» Objective: Turn every line of the material below into a numbered list, skipping any blank lines. Leave the pictures out of your answer.

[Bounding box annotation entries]

####

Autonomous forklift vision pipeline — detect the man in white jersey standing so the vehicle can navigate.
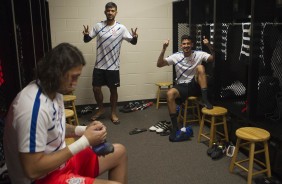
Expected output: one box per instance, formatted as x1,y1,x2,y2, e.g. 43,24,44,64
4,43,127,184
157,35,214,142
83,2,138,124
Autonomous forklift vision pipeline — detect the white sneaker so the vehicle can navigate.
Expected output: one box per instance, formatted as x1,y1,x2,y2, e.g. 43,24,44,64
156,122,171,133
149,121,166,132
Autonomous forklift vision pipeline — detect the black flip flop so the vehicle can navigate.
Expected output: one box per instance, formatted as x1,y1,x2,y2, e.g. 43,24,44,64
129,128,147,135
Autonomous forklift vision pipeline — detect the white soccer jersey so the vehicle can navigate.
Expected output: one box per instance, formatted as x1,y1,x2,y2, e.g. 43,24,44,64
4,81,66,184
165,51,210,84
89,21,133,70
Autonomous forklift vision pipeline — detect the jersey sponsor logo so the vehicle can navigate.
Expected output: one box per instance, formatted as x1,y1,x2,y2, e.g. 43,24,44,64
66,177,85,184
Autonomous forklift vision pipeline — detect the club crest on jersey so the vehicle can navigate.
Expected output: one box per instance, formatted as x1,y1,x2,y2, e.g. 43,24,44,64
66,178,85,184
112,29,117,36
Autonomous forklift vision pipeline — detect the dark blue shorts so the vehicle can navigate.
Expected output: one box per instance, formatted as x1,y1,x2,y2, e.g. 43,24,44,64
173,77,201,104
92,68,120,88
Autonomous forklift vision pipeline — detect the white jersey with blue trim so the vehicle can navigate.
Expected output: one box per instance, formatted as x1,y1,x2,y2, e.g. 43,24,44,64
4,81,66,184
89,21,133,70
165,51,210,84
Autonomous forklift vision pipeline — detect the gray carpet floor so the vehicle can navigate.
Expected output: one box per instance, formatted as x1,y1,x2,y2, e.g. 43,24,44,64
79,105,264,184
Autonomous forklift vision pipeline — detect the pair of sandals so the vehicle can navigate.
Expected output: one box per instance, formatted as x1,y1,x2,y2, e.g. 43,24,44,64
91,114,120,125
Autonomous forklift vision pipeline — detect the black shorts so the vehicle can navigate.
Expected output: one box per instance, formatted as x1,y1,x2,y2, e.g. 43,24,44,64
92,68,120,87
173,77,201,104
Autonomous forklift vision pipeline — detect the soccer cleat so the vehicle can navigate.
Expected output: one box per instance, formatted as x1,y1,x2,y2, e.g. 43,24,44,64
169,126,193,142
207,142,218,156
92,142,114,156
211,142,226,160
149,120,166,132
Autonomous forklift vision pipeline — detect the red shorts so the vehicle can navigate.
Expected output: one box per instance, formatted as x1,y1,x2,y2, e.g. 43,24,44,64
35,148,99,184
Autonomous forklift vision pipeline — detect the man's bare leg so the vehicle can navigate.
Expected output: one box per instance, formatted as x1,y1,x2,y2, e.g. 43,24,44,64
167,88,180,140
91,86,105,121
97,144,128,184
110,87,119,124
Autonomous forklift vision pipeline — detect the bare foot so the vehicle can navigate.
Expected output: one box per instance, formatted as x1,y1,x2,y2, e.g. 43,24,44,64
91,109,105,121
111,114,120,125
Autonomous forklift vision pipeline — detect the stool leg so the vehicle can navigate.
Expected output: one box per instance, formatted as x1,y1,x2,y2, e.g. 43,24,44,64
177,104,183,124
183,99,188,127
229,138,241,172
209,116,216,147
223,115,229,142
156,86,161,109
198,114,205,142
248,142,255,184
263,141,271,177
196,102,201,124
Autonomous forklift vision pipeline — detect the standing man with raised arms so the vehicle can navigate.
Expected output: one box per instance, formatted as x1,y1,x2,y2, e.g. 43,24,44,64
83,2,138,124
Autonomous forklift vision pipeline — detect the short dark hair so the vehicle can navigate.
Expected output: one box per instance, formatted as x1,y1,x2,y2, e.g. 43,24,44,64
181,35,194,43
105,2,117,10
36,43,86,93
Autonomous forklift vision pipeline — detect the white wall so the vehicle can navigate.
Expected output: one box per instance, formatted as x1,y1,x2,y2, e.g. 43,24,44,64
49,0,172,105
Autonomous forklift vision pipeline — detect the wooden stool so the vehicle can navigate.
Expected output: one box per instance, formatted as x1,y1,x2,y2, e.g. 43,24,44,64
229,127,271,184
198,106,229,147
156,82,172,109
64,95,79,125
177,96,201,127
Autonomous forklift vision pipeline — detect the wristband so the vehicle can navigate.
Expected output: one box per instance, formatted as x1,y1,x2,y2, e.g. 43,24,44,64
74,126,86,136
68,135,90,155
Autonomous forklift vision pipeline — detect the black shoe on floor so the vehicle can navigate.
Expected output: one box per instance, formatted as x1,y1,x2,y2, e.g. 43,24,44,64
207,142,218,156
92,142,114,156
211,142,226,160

####

» Completed task:
1. Autonomous forklift vision pipeline — detect the man in white jersey standing so the vehicle can navigate.
2. Expected output: one box per instance, formatted as x1,y1,x2,y2, e.g. 43,24,44,64
3. 4,43,127,184
4. 157,35,214,142
5. 83,2,138,124
6. Autonomous forklift vision pipeline — detect the white sneaker so the vehicle can navigate.
7. Expected output: one box per instance, formatted as x1,y1,x2,y2, e.g. 43,24,44,64
8. 156,122,171,133
9. 149,121,166,132
10. Autonomous forklift vision pipeline — detect the black flip flop so the vehicle can navigate.
11. Expected output: one box per instance, formatted as x1,y1,x2,y2, e.g. 43,24,44,64
12. 129,128,147,135
13. Autonomous forklift vision pipeline — detect the white soccer jersey so the vehicle can navigate.
14. Expected output: one box per instance, formatted as x1,y1,x2,y2, e.g. 43,24,44,64
15. 4,81,66,184
16. 165,51,210,84
17. 89,21,133,70
18. Autonomous forklift vision pipeline — detect the jersey sponsor logo so the vehicle can navigate.
19. Expected output: one box per instance, formatted as x1,y1,x2,y2, e.g. 43,24,44,64
20. 66,177,85,184
21. Autonomous forklift vision pipeline — detect the club crest on jersey so the vehicle can navigate.
22. Expected output: one box per instance, formatted as x1,y1,x2,y2, e.g. 43,24,44,64
23. 66,178,85,184
24. 112,29,117,36
25. Autonomous forklift vision pipeline — detect the dark blue shorts so the vehicle can navigate.
26. Expected output: one box per instance, formatted as x1,y1,x2,y2, e.g. 43,24,44,64
27. 173,77,201,104
28. 92,68,120,88
29. Autonomous forklift vision pipeline — detect the white jersey with blue trim so the vehicle can navigate.
30. Expected output: one box per instance, formatted as x1,y1,x2,y2, e.g. 43,24,44,64
31. 4,81,66,184
32. 89,21,133,70
33. 165,51,210,84
34. Autonomous forklift vision pipeline — detect the gray carpet floor so the vehicle can navigate.
35. Expected output: one box per instance, formatted as x1,y1,x2,y2, e.g. 43,24,44,64
36. 79,105,264,184
37. Autonomous forklift vision pipeline — detect the pair of sandals so the vehicle can navigate.
38. Expected output: one box per instance, formatted as x1,y1,x2,y2, e.g. 43,24,44,64
39. 91,114,120,125
40. Autonomous forklift vision pipeline — detect the black shorts so the vehicle can navigate.
41. Expected output: one box per instance, formatted as x1,y1,x2,y2, e.g. 43,24,44,64
42. 92,68,120,87
43. 173,77,201,104
44. Autonomous forklift vision pipeline — detect the soccer cleat so the vehicle can navigate.
45. Expected output: one box per instance, formatted as x1,y1,x2,y2, e.g. 43,24,44,64
46. 169,126,193,142
47. 207,142,218,156
48. 92,142,114,156
49. 211,142,226,160
50. 149,120,166,132
51. Autonomous forklift vision pipeline — detect the red shorts so the vehicle can navigate.
52. Expected output: one box per instance, formatted as x1,y1,x2,y2, e.g. 43,24,44,64
53. 35,148,99,184
54. Autonomous forklift vision pipeline — detect the man's bare leg so the vehicle can navigate.
55. Expected output: one box per instance, formatted as x1,y1,x2,y2, e.g. 43,24,44,64
56. 167,88,180,140
57. 91,86,105,121
58. 97,144,128,184
59. 110,87,119,124
60. Autonomous forklift vision pipeline — detect the bare foot so the vehicle can navigate.
61. Expected output: one box per instance, formatted as x1,y1,x2,y2, e.g. 43,24,44,64
62. 91,109,105,121
63. 111,114,120,125
64. Autonomous forklift vision pipeline — detect the stool leg so the vehicle can navigate.
65. Expected output: one box per instance, formatted as x1,y1,x2,y2, e.g. 43,24,44,64
66. 177,104,183,124
67. 183,99,188,127
68. 229,138,241,172
69. 209,116,216,147
70. 223,115,229,142
71. 156,86,161,109
72. 198,114,205,142
73. 248,142,255,184
74. 263,141,271,177
75. 196,102,201,124
76. Autonomous forklift vision pipeline — detect the standing man with raised arms so the vehicle can navigate.
77. Expected output: one box per instance, formatted as x1,y1,x2,y2, e.g. 43,24,44,64
78. 83,2,138,124
79. Autonomous forklift vision pipeline — detect the short dark hair so the vehicle can navigate.
80. Expected output: one box per instance, formatted as x1,y1,x2,y2, e.g. 43,24,44,64
81. 181,35,194,43
82. 105,2,117,10
83. 36,43,86,93
84. Autonomous forklift vision pipeline — detect the white wall so the vehicle can navigate.
85. Expected output: one box per instance, formatted as x1,y1,x2,y2, e.g. 43,24,44,64
86. 49,0,172,105
87. Autonomous forklift vision pipeline — detect the wooden stool so the vehicle can navigate.
88. Expected output: one box per instance, formatted as x1,y1,x2,y2, e.g. 43,24,44,64
89. 229,127,271,184
90. 198,106,229,147
91. 156,82,172,109
92. 64,95,79,125
93. 177,96,201,127
94. Autonomous forklift vision pipeline — detect the wristband so the vehicle can navigate.
95. Expected output: one box per instance, formatted as x1,y1,x2,y2, e.g. 43,24,44,64
96. 74,126,86,136
97. 68,135,90,155
98. Autonomous forklift vision pipeline — detect the black shoe on floor so the vehicle can navigate.
99. Expected output: one box per instance, formatted as x1,y1,x2,y2, e.g. 43,24,44,64
100. 207,142,218,156
101. 92,142,114,156
102. 211,142,226,160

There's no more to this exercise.